→ **EXERCISE PROMPT**:
Each entry is to be reproduced verbatim, and images are to be omitted.

==================================================

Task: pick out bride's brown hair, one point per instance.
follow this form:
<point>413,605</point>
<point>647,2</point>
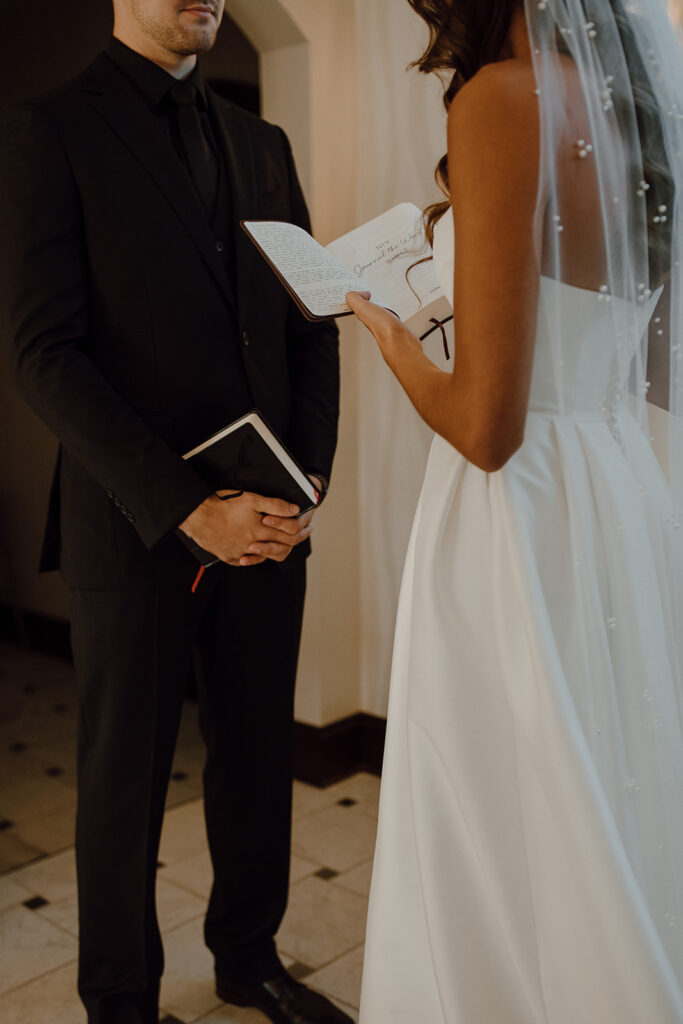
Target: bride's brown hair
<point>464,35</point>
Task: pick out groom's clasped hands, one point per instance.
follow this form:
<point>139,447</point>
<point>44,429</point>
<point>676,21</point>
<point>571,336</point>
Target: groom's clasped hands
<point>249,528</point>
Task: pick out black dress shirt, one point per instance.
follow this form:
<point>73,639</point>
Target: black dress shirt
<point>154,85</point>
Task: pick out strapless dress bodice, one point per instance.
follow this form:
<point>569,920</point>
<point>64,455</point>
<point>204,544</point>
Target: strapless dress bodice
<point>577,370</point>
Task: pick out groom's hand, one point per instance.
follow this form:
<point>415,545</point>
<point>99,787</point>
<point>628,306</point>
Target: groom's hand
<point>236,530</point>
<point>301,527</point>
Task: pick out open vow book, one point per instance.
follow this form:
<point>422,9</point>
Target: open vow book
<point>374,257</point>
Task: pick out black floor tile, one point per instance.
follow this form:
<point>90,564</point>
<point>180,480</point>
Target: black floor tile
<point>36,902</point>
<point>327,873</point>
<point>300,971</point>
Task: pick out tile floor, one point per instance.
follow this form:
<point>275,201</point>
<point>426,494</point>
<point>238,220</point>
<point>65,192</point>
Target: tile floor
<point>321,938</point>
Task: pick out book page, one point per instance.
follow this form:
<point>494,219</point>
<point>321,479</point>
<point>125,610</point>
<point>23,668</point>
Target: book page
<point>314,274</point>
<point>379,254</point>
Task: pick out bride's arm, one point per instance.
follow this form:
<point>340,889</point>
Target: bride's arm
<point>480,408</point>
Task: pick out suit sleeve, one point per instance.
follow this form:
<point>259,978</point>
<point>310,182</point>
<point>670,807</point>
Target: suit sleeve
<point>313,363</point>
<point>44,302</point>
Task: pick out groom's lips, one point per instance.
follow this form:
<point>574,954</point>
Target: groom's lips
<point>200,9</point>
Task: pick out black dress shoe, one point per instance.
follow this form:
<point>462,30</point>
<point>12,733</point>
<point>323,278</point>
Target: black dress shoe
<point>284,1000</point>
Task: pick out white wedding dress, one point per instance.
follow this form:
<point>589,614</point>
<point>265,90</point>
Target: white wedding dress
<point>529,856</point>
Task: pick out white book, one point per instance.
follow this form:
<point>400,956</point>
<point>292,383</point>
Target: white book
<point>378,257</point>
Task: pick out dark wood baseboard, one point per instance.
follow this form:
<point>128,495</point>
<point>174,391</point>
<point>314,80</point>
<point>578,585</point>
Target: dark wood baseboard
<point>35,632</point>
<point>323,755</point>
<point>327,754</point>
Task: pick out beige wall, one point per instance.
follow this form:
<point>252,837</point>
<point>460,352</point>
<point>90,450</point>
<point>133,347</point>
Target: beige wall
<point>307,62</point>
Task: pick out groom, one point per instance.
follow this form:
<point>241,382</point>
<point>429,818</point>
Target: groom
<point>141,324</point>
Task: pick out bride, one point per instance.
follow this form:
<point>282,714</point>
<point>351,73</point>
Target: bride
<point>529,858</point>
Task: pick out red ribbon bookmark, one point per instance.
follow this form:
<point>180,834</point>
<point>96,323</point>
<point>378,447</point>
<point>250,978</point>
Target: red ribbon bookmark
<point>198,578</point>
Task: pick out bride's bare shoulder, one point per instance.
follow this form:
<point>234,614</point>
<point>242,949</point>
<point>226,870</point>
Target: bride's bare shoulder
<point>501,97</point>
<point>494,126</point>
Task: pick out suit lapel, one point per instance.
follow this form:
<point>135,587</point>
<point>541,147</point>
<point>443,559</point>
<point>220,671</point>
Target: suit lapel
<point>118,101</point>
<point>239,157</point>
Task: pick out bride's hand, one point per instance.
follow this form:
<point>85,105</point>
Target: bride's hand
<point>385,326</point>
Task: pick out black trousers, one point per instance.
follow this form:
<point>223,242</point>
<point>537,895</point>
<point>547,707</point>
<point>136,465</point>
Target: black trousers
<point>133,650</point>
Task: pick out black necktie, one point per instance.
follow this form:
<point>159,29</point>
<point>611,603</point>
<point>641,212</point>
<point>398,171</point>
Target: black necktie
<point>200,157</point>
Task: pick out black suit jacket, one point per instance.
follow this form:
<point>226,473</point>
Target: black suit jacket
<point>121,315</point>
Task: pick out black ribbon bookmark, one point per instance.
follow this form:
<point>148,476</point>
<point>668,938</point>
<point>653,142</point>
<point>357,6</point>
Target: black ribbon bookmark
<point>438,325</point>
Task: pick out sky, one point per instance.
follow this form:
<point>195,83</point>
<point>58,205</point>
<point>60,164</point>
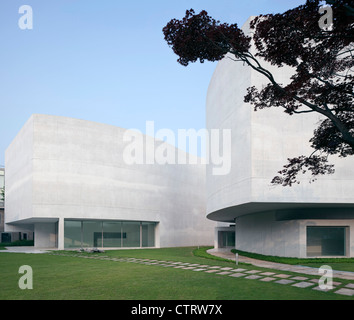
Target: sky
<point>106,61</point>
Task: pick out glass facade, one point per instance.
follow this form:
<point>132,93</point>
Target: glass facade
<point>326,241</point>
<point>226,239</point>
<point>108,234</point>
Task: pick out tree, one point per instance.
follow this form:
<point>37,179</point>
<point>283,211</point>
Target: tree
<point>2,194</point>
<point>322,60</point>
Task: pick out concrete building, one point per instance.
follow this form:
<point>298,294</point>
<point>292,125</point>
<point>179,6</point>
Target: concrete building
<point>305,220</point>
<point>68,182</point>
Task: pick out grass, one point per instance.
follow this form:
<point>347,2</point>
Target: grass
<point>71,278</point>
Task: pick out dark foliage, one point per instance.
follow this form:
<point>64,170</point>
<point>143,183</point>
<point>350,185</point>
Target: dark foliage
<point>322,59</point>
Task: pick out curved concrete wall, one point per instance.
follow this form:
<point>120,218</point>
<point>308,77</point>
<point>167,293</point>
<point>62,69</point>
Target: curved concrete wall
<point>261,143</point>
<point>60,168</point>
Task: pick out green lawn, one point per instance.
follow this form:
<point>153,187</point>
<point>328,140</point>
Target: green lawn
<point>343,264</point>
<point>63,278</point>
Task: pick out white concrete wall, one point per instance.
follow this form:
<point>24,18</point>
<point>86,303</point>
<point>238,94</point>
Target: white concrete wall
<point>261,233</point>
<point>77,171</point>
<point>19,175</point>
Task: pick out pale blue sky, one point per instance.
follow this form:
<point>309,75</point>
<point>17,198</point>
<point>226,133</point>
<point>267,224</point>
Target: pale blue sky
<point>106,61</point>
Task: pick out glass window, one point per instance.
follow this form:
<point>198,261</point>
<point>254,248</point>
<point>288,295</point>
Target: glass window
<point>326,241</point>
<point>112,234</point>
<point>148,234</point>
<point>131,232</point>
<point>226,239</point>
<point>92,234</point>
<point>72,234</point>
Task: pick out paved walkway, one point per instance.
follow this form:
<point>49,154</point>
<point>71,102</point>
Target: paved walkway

==================================================

→ **YOUR SOLUTION**:
Task: pick out bride's brown hair, one point per instance.
follow this form:
<point>413,605</point>
<point>647,2</point>
Target: bride's brown hair
<point>464,35</point>
Task: pick out groom's clasped hands, one point per instance.
follow this form:
<point>139,447</point>
<point>44,429</point>
<point>676,21</point>
<point>571,336</point>
Target: groom's clasped hands
<point>249,528</point>
Task: pick out black dress shirt, one point per instance.
follow this form:
<point>73,639</point>
Target: black dress shirt
<point>154,85</point>
Task: pick out strapless dress bodice, one point per instance.
follow this form:
<point>569,920</point>
<point>64,455</point>
<point>204,544</point>
Target: strapless dress bodice
<point>577,370</point>
Task: pick out groom's hand, one point per instance.
follow this form:
<point>415,545</point>
<point>99,787</point>
<point>628,306</point>
Target: groom's hand
<point>236,530</point>
<point>301,527</point>
Task: pick out open vow book, one point per instance.
follow this form:
<point>422,9</point>
Target: open vow book
<point>374,257</point>
Task: pick out black floor tile, one point per instance.
follow this form:
<point>90,564</point>
<point>180,480</point>
Target: black floor tile
<point>36,902</point>
<point>327,873</point>
<point>300,971</point>
Task: pick out tile floor, one point per instance.
follow this form:
<point>275,201</point>
<point>426,494</point>
<point>238,220</point>
<point>65,192</point>
Target: tile floor
<point>321,938</point>
Task: pick out book page, one point per instance.
follow this form:
<point>494,219</point>
<point>321,479</point>
<point>125,610</point>
<point>23,668</point>
Target: book page
<point>314,274</point>
<point>379,254</point>
Task: pick out bride's arm, one point per instance.
follow this form:
<point>340,889</point>
Target: bride's arm
<point>480,408</point>
Task: pick out suit sleeve, one point per instance.
follow this form:
<point>259,978</point>
<point>310,182</point>
<point>670,807</point>
Target: suit sleeve
<point>313,363</point>
<point>44,302</point>
Task: pick out groom's lips, one point per instance.
follow this form:
<point>574,954</point>
Target: groom's lips
<point>200,9</point>
Task: pick out black dress shoe, one point per instance.
follow this form:
<point>462,30</point>
<point>12,733</point>
<point>323,278</point>
Target: black dress shoe
<point>284,1000</point>
Task: pick out white wedding dress, one point per instance.
follow this form:
<point>589,614</point>
<point>265,90</point>
Target: white wedding dress
<point>529,856</point>
Task: pick out white book, one point per instance.
follow this form:
<point>400,956</point>
<point>292,383</point>
Target: white book
<point>378,257</point>
Task: pick out dark wood baseboard, one point per instance.
follow this form:
<point>128,495</point>
<point>174,391</point>
<point>314,80</point>
<point>578,585</point>
Target: dark wood baseboard
<point>35,632</point>
<point>323,755</point>
<point>327,754</point>
Task: pick out beige wall, one point per instance.
follow this form:
<point>252,837</point>
<point>460,352</point>
<point>90,450</point>
<point>133,347</point>
Target: beige wall
<point>307,62</point>
Task: pick out groom, one point per instance.
follow this form:
<point>241,382</point>
<point>429,818</point>
Target: groom
<point>141,324</point>
Task: pick out bride, one point per instance.
follow this form:
<point>282,714</point>
<point>351,73</point>
Target: bride
<point>529,858</point>
Task: pick out red ribbon bookmark, one point per instance.
follow this form:
<point>180,834</point>
<point>96,323</point>
<point>378,447</point>
<point>250,978</point>
Target: red ribbon bookmark
<point>198,578</point>
Task: pick out bride's bare shoulder, one point per instance.
follow this form:
<point>234,614</point>
<point>242,949</point>
<point>226,870</point>
Target: bride's bare shoulder
<point>501,97</point>
<point>494,126</point>
Task: pick out suit lapel, one point per instance.
follow this form:
<point>135,587</point>
<point>541,147</point>
<point>443,559</point>
<point>220,671</point>
Target: suit lapel
<point>118,101</point>
<point>239,157</point>
Task: pick out bride's hand, one point per instance.
follow this form:
<point>85,105</point>
Target: bride's hand
<point>385,326</point>
Task: pick out black trousers, one point per instance.
follow this form:
<point>223,242</point>
<point>537,895</point>
<point>547,707</point>
<point>136,465</point>
Target: black trousers
<point>133,650</point>
Task: pick out black necktie, one point per instance.
follow this form:
<point>159,29</point>
<point>611,603</point>
<point>641,212</point>
<point>398,171</point>
Target: black necktie
<point>200,157</point>
Task: pick out black suit jacket, one point per instance.
follow this form:
<point>226,473</point>
Target: black suit jacket
<point>121,315</point>
Task: pick out black ribbon bookmark, one point per instance.
follow this form:
<point>148,476</point>
<point>668,938</point>
<point>653,142</point>
<point>357,6</point>
Target: black ribbon bookmark
<point>438,325</point>
Task: pick out sky, one point per instance.
follow this form:
<point>195,83</point>
<point>58,205</point>
<point>60,164</point>
Target: sky
<point>106,61</point>
Task: pick out glass facade, one point per instance.
follow this form:
<point>132,93</point>
Target: glass facade
<point>326,241</point>
<point>226,239</point>
<point>108,234</point>
Task: pick out tree, one point per instance.
follow this form:
<point>37,179</point>
<point>283,211</point>
Target: tree
<point>2,194</point>
<point>322,60</point>
Task: pick out concrete building, one point per instance.
follow this form:
<point>298,294</point>
<point>292,125</point>
<point>179,6</point>
Target: concrete building
<point>305,220</point>
<point>68,182</point>
Task: pick out grass, one point per instance.
follow this form:
<point>347,2</point>
Target: grass
<point>71,278</point>
Task: pick out dark foliage, one point per instance.
follow this form:
<point>64,170</point>
<point>143,183</point>
<point>350,185</point>
Target: dark foliage
<point>322,59</point>
Task: pick out curved concrete wall, one point per instance.
follow this form:
<point>120,218</point>
<point>308,77</point>
<point>167,293</point>
<point>62,69</point>
Target: curved concrete wall
<point>261,143</point>
<point>60,168</point>
Task: pick out green lawn, one point per instance.
follow this form:
<point>153,187</point>
<point>328,140</point>
Target: green lawn
<point>343,264</point>
<point>63,278</point>
Task: pick out white concrete wall, one point per instance.
follow this form:
<point>24,18</point>
<point>86,303</point>
<point>238,94</point>
Target: white concrete wall
<point>261,233</point>
<point>77,171</point>
<point>19,175</point>
Task: pick out pale blue sky, one point per instance.
follow this form:
<point>309,75</point>
<point>17,198</point>
<point>226,133</point>
<point>267,224</point>
Target: pale blue sky
<point>106,61</point>
Task: pick out glass window, one point per instance.
follow this form:
<point>198,261</point>
<point>254,248</point>
<point>288,295</point>
Target: glass window
<point>326,241</point>
<point>112,234</point>
<point>148,234</point>
<point>131,232</point>
<point>226,239</point>
<point>92,234</point>
<point>72,234</point>
Task: pick out paved walkway, one point per instance.
follow this form:
<point>49,154</point>
<point>71,102</point>
Target: paved walkway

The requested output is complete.